## start ROWS

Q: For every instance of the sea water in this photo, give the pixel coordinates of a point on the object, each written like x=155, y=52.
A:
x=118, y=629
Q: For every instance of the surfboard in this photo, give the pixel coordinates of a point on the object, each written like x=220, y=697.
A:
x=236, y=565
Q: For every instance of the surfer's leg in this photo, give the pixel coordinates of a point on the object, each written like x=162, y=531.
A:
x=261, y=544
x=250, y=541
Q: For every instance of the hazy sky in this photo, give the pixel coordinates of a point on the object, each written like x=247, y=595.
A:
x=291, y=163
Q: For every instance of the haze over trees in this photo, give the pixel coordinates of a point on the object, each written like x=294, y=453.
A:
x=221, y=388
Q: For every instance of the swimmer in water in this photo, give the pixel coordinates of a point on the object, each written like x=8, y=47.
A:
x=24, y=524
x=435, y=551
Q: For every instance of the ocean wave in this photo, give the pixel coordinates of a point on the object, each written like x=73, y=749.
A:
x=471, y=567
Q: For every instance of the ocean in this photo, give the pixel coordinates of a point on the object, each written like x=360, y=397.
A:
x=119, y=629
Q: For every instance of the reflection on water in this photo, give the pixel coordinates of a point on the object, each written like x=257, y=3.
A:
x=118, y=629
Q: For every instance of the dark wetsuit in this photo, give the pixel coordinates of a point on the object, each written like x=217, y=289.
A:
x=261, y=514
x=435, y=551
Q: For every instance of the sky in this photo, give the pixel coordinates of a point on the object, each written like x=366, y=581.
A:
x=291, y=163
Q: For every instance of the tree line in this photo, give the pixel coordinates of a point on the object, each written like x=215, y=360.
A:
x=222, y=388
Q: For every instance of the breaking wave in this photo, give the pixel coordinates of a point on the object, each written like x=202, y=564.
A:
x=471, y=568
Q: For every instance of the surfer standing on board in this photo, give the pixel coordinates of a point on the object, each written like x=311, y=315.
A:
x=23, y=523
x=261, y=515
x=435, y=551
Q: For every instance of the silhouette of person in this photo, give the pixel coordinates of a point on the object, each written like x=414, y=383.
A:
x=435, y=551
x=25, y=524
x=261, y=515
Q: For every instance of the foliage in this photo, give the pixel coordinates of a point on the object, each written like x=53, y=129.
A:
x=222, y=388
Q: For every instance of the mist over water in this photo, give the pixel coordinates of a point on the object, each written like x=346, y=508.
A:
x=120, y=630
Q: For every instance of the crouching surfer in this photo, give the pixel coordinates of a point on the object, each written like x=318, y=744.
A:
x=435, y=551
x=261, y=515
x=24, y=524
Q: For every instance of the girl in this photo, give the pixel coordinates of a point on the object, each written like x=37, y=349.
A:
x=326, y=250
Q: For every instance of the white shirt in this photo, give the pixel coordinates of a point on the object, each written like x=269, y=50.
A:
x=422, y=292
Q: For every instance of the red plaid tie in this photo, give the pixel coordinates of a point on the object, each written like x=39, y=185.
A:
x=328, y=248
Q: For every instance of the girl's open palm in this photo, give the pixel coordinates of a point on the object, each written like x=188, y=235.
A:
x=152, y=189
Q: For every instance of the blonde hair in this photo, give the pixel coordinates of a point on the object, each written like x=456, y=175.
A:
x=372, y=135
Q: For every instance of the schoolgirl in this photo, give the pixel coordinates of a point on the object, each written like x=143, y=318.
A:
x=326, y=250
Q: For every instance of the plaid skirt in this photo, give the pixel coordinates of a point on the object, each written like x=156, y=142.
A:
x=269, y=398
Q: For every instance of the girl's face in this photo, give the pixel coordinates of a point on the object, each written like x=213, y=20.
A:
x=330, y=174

## end ROWS

Please rewrite all the rows above, swapping "For every instance of" for "For each instance of" wherever it occurs and leaving everything else as it is.

Q: For each instance of the sea water in this photo, give the pixel coordinates of a point on the object, each written like x=155, y=52.
A:
x=118, y=629
Q: For each instance of the surfboard in this photo, give the pixel coordinates of a point on the object, each written like x=220, y=697.
A:
x=236, y=565
Q: For each instance of the surfer's leg in this photo, give the pixel coordinates of a point on the object, each written like x=162, y=531.
A:
x=261, y=544
x=250, y=541
Q: For each instance of the hazy sky in this photo, give the pixel coordinates of a point on the object, each written like x=247, y=595.
A:
x=291, y=163
Q: For each instance of the haze over trees in this photo, give the pixel coordinates of a point on the object, each written like x=294, y=453.
A:
x=221, y=388
Q: For each instance of the swimmer in water in this photo, give the pixel coordinates of a point on the object, each written like x=8, y=47.
A:
x=24, y=524
x=435, y=551
Q: For each instance of the ocean wave in this photo, give the pixel coordinates of a point on the object, each written like x=73, y=749.
A:
x=471, y=567
Q: For each instance of the ocean in this photo, give the pixel coordinates of a point on the object, each written like x=360, y=397.
A:
x=119, y=629
Q: For each instance of the reflection on water in this photo, give the pixel coordinates of a point on the object, each written like x=257, y=3.
A:
x=118, y=629
Q: For each instance of the dark wetsuit in this photo, give the pixel coordinates of a point on the object, each written like x=217, y=289.
A:
x=261, y=514
x=435, y=551
Q: For each instance of the sky in this photo, give the pixel coordinates of a point on the object, each written like x=366, y=581.
A:
x=291, y=163
Q: For each instance of the tree line in this photo, give the pixel coordinates of a point on the object, each written like x=215, y=360.
A:
x=222, y=388
Q: For each instance of the breaking wave in this photo, give the pixel coordinates of a point on the object, each written like x=202, y=564.
A:
x=471, y=568
Q: For each instance of the surfer standing on board in this photo, give the pixel coordinates of a point on the object, each written like x=311, y=315.
A:
x=23, y=523
x=261, y=515
x=435, y=551
Q: For each instance of the silhouette of person in this photo, give the pixel coordinates of a point on the object, each written like x=414, y=383.
A:
x=435, y=551
x=25, y=524
x=261, y=515
Q: For each instance of the foliage in this photo, give the pixel coordinates of a point on the object, each written like x=53, y=129.
A:
x=222, y=388
Q: For each instance of the mist over water in this photo, give the pixel coordinates of a point on the object, each written like x=346, y=508.
A:
x=120, y=630
Q: For each instance of the crouching surfer in this photo, give the pixel coordinates of a point on the object, each written like x=318, y=744.
A:
x=435, y=551
x=261, y=515
x=24, y=524
Q: For each instance of the girl in this photo, give the pixel coordinates of a point on the object, each written like x=37, y=349.
A:
x=326, y=250
Q: For each instance of the white shirt in this photo, give the pixel coordinates of a point on the object, each written like x=269, y=50.
A:
x=422, y=292
Q: For each instance of the red plaid tie in this photo, give the pixel coordinates of a point on the object, each written like x=39, y=185.
A:
x=328, y=248
Q: For each instance of the girl's open palm in this photo, give the pixel coordinates of a point on the object, each written like x=188, y=235.
A:
x=152, y=189
Q: For each instance of the blonde hair in this photo, give the pixel coordinates of a point on the object, each written like x=456, y=175.
A:
x=372, y=135
Q: For each instance of the schoolgirl in this photo, give the pixel coordinates of a point on the object, each written like x=143, y=318.
A:
x=326, y=250
Q: For each instance of the plaid skirt in this photo, give the pixel coordinates of a point on the object, each written like x=156, y=142.
A:
x=269, y=398
Q: For each instance of the girl's face in this photo, give the pixel coordinates of a point on the object, each written like x=213, y=20.
A:
x=330, y=174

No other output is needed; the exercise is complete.